§ **Text for analysis**
From our sister group in OK:

Books

Baldacci, David. The Sixth Man
Chabon, Michael. Yiddish Policemen’s Union
Goldsworthy, Andy. Arch
Hyland, William. George Gershwin
Indridason, Arnaldur. Outrage
Kaufman, Sarah. The Art of Grace
Macmillan, Gilley. What She Knew
Nimura, Janice P. Daughters of the Samuri
Penny, Louise. Discussion of books and of Inspector Gamache
Roosevelt, Eleanor. The Autobiography of Eleanor Roosevelt
Scakzi, John. Lock In: A Novel of the Near Future
See, Lisa. Snow Flower and the Secret Fan
Sime, Ruth Lewis. Lise Meitner: A Life in Physics
Simenon, Georges. Books in general and Inspector Maigret
Smith, Tom Bob. The Secret Speech (Child 44 Trilogy)


C-Spann

Eleanor Roosevelt

Movies

At our February meeting, I mentioned the kitchen scene from Bandits with Cate Blanchett in relation to the book The Art of Grace: https://www.youtube.com/watch?v=aC6rilb9RN0


Acorn/PBS

Call the Midwife
Father Brown
Grantchester

Official Name of our Book Group

Any Book Book Bunch


From Mary Lou in MD:



Jane Austen, Emma (1816; Lionel Trilling, editor, Riverside 1957). Austen said Emma was “a heroine whom no one but myself will much like.” I agree more with the author than the critics who rave about this novel. Emma is snobbish, insensitive, deluded, and egotistical and most of the time I wanted to smack her. Her character only shows favorably in contrast to the even more snobbish, insensitive, deluded and egotistical Mrs. Elton. Where Emma manipulates young and beautiful Harriet Smith into refusing a loving match in hopes of one with more social standing, Mrs. Elton positively bullies the refined but penniless Jane Fairfax into accepting a governess position she does not want. Austen’s irony and narrative skill flourishes in her use of dialogue to reveal the misconceptions of Emma, Mrs. Elton, and other characters. Many of the characters speak at cross-purposes to highly comic and sometimes disastrous effect. Eventually, Emma recognizes and acknowledges her mistakes and the harm she has done to others. Alas, unlike more sympathetic readers, I remain unconvinced that Emma is a reformed character by the end of the novel. I am confident that continuation of her story would have made me want to smack her again.

§ **Data supplied**

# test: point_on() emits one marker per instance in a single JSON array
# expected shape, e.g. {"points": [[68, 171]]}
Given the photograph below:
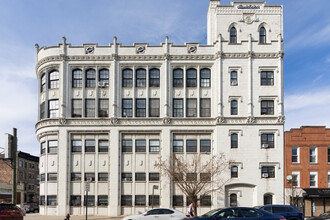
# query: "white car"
{"points": [[159, 214]]}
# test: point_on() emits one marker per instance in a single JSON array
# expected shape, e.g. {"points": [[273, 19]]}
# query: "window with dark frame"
{"points": [[76, 108], [205, 107], [90, 146], [127, 109], [53, 108], [77, 78], [191, 146], [191, 108], [267, 140], [262, 35], [127, 78], [267, 78], [76, 145], [140, 108], [90, 78], [177, 107], [191, 78], [140, 145], [177, 78], [177, 145], [140, 78], [154, 78], [126, 145], [205, 77], [54, 79], [205, 145], [90, 108], [234, 140], [233, 35], [267, 107], [154, 105]]}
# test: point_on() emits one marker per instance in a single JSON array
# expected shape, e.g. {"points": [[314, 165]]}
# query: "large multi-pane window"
{"points": [[262, 35], [177, 145], [127, 108], [43, 83], [313, 154], [76, 145], [77, 78], [90, 78], [191, 108], [233, 35], [233, 107], [89, 145], [103, 107], [234, 140], [52, 147], [295, 155], [177, 107], [76, 108], [90, 108], [267, 140], [267, 107], [103, 146], [267, 78], [191, 78], [140, 78], [126, 145], [154, 146], [127, 78], [140, 108], [205, 107], [191, 145], [178, 78], [205, 145], [140, 145], [53, 111], [154, 78], [205, 77], [54, 79], [154, 108], [104, 76]]}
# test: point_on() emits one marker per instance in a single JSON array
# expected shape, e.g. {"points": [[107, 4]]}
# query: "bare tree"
{"points": [[198, 176]]}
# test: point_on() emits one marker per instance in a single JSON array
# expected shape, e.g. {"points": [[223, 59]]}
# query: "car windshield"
{"points": [[210, 213]]}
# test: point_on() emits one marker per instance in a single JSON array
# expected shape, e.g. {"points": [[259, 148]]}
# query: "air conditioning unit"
{"points": [[264, 146]]}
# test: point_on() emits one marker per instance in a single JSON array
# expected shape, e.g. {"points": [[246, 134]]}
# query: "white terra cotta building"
{"points": [[107, 113]]}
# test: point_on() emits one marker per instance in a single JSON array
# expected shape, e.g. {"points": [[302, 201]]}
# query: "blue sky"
{"points": [[26, 22]]}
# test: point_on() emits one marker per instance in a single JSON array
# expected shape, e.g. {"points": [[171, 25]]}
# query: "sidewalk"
{"points": [[74, 217]]}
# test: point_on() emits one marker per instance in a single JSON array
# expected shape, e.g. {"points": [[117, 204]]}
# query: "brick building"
{"points": [[307, 159]]}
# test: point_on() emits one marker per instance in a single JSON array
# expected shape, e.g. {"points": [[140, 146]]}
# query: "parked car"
{"points": [[325, 215], [30, 207], [159, 214], [288, 211], [10, 211], [239, 213]]}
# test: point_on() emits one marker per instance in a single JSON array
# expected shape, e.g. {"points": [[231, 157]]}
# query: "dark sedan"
{"points": [[237, 213]]}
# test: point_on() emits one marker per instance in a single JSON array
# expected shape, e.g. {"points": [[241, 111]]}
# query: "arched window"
{"points": [[233, 200], [233, 107], [54, 77], [104, 76], [262, 35], [268, 199], [233, 35], [90, 78], [127, 78], [76, 78], [234, 172]]}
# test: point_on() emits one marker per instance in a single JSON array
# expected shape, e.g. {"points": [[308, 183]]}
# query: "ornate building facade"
{"points": [[107, 114]]}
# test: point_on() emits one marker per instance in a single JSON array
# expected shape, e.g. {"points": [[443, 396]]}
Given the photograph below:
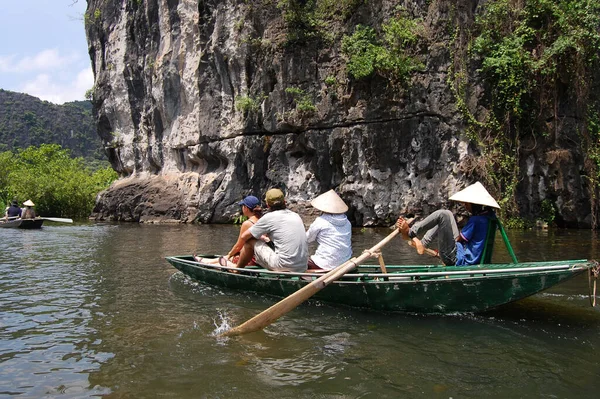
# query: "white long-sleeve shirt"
{"points": [[333, 233]]}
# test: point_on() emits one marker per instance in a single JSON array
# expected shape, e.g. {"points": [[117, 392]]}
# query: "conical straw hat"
{"points": [[329, 202], [475, 194]]}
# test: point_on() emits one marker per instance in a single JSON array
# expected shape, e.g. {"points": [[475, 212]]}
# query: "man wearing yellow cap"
{"points": [[455, 248], [287, 249]]}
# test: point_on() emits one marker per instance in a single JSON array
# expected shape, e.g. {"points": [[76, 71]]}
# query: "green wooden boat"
{"points": [[405, 288], [22, 223], [419, 289]]}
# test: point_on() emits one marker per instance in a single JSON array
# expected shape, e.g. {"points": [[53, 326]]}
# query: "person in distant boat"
{"points": [[455, 248], [13, 211], [252, 210], [28, 212], [287, 249], [332, 231]]}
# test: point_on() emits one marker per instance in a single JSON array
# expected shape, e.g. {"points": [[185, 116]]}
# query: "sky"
{"points": [[43, 49]]}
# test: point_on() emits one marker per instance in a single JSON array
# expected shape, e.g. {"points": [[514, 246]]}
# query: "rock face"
{"points": [[171, 77]]}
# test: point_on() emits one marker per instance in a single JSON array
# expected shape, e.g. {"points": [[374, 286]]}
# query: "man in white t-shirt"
{"points": [[332, 231], [287, 249]]}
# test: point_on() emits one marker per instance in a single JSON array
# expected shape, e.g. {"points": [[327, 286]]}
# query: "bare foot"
{"points": [[403, 226], [419, 246]]}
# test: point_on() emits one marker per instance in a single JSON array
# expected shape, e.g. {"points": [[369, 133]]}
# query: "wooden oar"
{"points": [[60, 220], [268, 316]]}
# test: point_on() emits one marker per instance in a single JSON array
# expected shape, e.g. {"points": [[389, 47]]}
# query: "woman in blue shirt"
{"points": [[454, 247]]}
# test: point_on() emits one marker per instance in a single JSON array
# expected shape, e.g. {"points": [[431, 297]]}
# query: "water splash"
{"points": [[221, 325]]}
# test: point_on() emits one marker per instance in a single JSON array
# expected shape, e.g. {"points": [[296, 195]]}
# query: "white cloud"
{"points": [[45, 60], [50, 88]]}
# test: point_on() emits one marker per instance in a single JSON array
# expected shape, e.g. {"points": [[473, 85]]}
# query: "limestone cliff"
{"points": [[193, 103]]}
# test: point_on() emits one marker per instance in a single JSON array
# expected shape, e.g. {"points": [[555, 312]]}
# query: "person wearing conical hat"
{"points": [[28, 212], [455, 248], [287, 249], [13, 211], [332, 231]]}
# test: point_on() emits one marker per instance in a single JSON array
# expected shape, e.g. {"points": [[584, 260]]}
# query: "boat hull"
{"points": [[418, 289], [23, 224]]}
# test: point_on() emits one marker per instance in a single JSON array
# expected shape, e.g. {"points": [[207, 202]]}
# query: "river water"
{"points": [[94, 310]]}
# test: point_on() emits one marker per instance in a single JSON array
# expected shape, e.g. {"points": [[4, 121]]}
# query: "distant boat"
{"points": [[22, 223]]}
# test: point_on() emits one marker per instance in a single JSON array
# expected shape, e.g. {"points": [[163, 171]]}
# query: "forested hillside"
{"points": [[28, 121]]}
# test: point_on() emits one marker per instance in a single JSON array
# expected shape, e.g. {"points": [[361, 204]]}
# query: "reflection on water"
{"points": [[89, 310]]}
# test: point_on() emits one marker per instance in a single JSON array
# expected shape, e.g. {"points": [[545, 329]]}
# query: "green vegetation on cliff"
{"points": [[27, 121], [58, 184], [533, 55]]}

§ **Required action 1**
In the book group newsletter, what is the official name of the book group?
§ **Required action 2**
Go on with the book group newsletter, picking up after its last sentence.

§ **Output 1**
Any Book Book Bunch

§ **Output 2**
Anne Tyler, If Morning Ever Comes (1964). At the age of 25, Ben Joe Hawkes left his home in Sandhill, North Carolina, to start law school at Columbia. Three months later, dissatisfied with the scanty news from home contained in his sister Jennifer’s letters and worried by the discovery that his older sister Joanne has left her husband in Kansas and come home with her baby, he takes the overnight train home. His family is a collection of improbable characters including five sisters, his grandmother, and his widowed mother. No one knows what he is doing home, not even Ben Joe. Nobody understands anything about anybody else and yet they all love one another. There us a great deal of comedy, some of it resulting from the characters’ blindness to their own motivations and much of it provided by the outlandish statements and actions of Gram. In the course of Ben Joe’s visit, we learn the bizarre family history and the things he has done in largely futile attempts to shield his relatives from pain. Already in this early novel Tyler is skillful in portraying family dynamics.

Regina O’Melveny, The Book of Madness and Cures (2012). Gabriella Mondini is the daughter of a prominent Venice doctor in the 16th century and a medical practitioner in her own right. Her father disappears and she is no longer permitted to treat patients. Taking his letters and her own medical manuscript and supplies, she sets off with her maid Olmina and Olmina’s husband Lorenzo in search of her father. They journey through northern Italy, Switzerland, Germany, France and Scotland, staying in places her father had mentioned in his letters. Olmina and Lorenzo remain reluctant but faithful companions. The news of Dr. Mondini is increasingly discouraging. Hardships increase and resources diminish, but Gabriella continues her quest. Illustrative maps are provided of this journey through Renaissance Europe.